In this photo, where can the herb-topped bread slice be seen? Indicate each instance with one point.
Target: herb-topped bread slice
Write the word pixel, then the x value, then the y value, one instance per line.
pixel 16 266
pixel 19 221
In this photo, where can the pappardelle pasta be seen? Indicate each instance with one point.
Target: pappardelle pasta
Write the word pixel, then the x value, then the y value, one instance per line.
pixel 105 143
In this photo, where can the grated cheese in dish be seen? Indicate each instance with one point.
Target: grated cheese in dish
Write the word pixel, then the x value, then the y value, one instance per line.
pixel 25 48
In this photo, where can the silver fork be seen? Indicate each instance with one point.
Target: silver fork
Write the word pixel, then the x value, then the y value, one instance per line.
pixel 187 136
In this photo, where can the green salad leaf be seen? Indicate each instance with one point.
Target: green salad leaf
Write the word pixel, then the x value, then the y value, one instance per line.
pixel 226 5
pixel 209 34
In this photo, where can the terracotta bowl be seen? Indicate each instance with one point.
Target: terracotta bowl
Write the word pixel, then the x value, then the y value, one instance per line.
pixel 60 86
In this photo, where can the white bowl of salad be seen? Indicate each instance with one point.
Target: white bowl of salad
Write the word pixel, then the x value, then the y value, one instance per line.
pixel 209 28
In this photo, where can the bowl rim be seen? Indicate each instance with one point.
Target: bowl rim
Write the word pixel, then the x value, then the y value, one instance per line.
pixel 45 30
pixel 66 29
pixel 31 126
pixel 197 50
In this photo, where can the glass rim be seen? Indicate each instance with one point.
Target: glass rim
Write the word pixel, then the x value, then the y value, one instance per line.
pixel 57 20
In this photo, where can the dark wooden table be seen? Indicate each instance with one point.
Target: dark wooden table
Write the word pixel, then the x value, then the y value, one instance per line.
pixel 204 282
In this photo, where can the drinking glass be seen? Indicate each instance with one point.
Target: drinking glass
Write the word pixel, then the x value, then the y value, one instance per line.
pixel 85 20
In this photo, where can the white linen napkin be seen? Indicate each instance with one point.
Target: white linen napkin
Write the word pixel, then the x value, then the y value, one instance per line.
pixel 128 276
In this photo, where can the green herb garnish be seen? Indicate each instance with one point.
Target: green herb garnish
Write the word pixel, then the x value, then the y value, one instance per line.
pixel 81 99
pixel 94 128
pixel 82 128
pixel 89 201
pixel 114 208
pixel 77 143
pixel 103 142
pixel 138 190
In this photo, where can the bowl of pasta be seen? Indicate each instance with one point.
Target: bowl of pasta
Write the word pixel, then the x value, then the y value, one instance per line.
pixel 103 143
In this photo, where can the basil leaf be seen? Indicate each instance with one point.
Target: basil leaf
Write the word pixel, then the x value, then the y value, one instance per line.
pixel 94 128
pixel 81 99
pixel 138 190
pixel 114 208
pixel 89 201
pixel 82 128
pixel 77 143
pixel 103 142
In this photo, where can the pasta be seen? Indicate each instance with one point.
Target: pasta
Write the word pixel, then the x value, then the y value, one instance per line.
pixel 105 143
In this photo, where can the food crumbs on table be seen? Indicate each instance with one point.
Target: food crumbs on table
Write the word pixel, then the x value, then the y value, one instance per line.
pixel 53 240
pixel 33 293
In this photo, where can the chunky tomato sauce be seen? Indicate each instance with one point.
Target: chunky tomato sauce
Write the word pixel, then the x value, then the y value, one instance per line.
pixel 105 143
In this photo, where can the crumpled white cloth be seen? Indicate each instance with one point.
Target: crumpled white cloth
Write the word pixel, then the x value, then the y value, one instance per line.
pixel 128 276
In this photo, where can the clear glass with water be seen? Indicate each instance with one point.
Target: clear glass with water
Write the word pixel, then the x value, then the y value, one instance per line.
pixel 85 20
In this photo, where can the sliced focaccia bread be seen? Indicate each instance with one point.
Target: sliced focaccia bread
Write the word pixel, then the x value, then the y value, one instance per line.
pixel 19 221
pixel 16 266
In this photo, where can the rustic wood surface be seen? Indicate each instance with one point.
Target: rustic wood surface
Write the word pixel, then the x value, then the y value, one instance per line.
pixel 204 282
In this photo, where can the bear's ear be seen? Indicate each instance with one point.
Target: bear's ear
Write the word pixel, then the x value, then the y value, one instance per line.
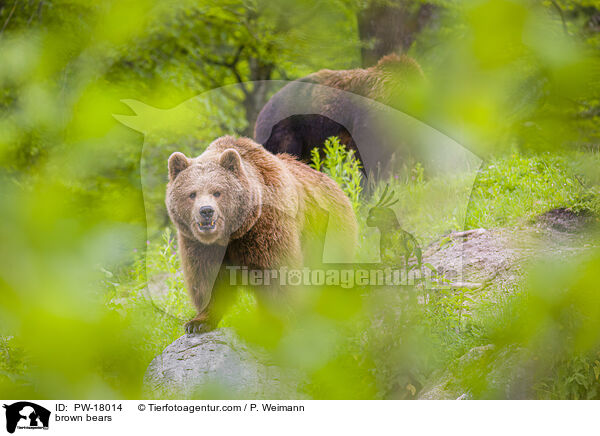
pixel 177 163
pixel 231 160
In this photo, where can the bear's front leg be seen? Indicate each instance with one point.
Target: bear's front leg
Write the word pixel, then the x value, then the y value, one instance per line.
pixel 201 265
pixel 221 298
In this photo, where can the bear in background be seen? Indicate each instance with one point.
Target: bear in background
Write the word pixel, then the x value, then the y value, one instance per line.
pixel 300 117
pixel 239 205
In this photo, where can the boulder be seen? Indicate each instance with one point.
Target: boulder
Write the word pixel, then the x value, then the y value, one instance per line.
pixel 215 364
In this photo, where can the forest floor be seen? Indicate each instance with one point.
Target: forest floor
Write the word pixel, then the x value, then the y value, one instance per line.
pixel 496 259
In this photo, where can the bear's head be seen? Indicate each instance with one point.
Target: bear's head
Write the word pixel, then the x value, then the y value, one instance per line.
pixel 213 198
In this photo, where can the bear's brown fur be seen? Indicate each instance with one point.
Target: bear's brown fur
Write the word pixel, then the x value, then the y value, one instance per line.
pixel 300 117
pixel 237 204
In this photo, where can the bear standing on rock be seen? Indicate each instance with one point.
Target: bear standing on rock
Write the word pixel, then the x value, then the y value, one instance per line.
pixel 239 205
pixel 304 113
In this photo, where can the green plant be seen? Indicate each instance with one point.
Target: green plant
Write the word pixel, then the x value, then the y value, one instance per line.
pixel 342 166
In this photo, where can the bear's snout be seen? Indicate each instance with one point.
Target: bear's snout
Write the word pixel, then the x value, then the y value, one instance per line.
pixel 206 213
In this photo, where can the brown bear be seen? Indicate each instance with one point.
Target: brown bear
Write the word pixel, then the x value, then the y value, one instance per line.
pixel 304 113
pixel 239 205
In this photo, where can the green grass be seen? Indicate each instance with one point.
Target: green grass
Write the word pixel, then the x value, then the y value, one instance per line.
pixel 508 191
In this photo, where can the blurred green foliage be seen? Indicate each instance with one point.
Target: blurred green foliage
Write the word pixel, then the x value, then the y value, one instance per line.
pixel 515 81
pixel 342 166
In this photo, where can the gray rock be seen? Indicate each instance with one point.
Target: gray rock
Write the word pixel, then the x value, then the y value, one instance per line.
pixel 216 364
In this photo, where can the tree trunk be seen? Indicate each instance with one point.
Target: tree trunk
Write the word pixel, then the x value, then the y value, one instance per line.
pixel 256 95
pixel 391 27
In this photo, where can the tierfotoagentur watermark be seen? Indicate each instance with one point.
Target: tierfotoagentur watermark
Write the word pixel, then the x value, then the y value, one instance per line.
pixel 344 277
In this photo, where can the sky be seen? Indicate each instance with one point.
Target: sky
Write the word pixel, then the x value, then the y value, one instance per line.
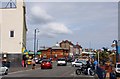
pixel 91 24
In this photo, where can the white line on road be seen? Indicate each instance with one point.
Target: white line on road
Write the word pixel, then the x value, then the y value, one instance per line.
pixel 22 71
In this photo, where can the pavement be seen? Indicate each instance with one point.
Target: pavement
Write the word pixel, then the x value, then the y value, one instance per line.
pixel 20 68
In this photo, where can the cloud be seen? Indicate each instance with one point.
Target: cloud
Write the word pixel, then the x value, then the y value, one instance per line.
pixel 54 29
pixel 39 15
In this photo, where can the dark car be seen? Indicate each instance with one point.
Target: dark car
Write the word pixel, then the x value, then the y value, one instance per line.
pixel 46 64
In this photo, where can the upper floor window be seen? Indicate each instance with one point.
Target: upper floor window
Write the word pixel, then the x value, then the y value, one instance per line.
pixel 6 4
pixel 12 34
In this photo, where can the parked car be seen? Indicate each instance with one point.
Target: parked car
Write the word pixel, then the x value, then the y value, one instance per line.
pixel 101 73
pixel 77 63
pixel 3 69
pixel 83 61
pixel 46 64
pixel 61 61
pixel 117 69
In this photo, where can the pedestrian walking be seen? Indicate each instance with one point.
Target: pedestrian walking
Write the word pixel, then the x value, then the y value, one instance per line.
pixel 33 64
pixel 22 63
pixel 95 64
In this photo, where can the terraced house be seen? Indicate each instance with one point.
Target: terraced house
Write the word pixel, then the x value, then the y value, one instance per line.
pixel 12 29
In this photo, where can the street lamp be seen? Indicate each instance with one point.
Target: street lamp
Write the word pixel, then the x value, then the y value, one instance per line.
pixel 35 31
pixel 115 43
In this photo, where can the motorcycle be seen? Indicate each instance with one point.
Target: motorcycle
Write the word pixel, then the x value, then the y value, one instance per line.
pixel 84 70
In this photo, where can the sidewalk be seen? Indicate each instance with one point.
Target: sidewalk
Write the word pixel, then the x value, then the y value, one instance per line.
pixel 20 68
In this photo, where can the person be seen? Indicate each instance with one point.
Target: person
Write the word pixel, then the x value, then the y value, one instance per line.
pixel 95 64
pixel 88 67
pixel 33 63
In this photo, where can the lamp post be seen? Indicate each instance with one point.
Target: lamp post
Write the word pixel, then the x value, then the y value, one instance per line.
pixel 35 31
pixel 115 43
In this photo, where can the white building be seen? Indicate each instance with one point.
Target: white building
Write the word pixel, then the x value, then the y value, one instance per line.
pixel 12 29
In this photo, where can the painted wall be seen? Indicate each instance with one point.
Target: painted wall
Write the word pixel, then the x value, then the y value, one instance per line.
pixel 13 19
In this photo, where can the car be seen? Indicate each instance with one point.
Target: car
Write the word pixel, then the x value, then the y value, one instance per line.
pixel 117 69
pixel 77 64
pixel 3 69
pixel 61 61
pixel 83 61
pixel 46 64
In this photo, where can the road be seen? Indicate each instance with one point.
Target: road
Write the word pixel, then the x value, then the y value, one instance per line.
pixel 56 71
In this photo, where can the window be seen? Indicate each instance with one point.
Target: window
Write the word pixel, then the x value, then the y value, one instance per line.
pixel 11 33
pixel 6 4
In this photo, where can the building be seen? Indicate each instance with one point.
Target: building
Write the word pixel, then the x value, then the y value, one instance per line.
pixel 13 30
pixel 77 49
pixel 53 52
pixel 73 49
pixel 65 44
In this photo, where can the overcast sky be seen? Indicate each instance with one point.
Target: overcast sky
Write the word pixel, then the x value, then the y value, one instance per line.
pixel 91 24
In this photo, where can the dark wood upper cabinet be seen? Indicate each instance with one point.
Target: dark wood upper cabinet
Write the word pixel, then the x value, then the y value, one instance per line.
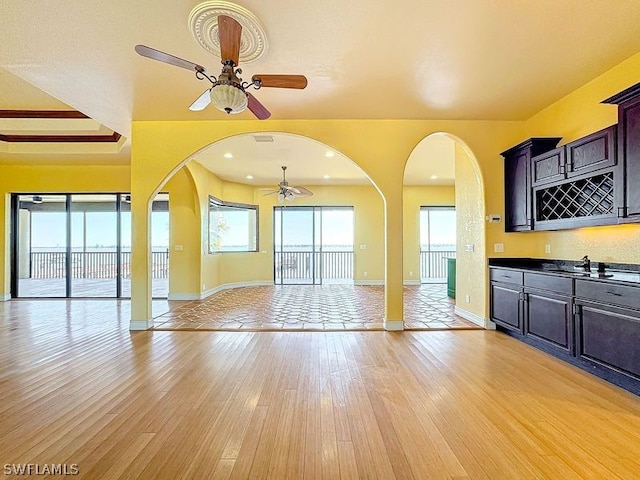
pixel 517 181
pixel 548 167
pixel 585 155
pixel 592 153
pixel 628 102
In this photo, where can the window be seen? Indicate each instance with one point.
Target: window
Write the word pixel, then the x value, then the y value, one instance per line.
pixel 233 227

▶ PROBLEM TO SOLVE
Copy the records word for word from the line containing "In this photo, where can the bowl rim" through the line containing "pixel 57 20", including both of those lines.

▶ WORKED ANSWER
In this photo, where can the bowl rim be seen? Indicate each instance with one point.
Target: bowl rim
Write the word pixel, then the x value, then the y value, one instance per line.
pixel 45 30
pixel 66 29
pixel 31 126
pixel 197 50
In this photo, where can the glass rim be seen? Indicate each instance with one point.
Target: glass rim
Write the word pixel, then the x value, then the y value, one instance per line.
pixel 57 20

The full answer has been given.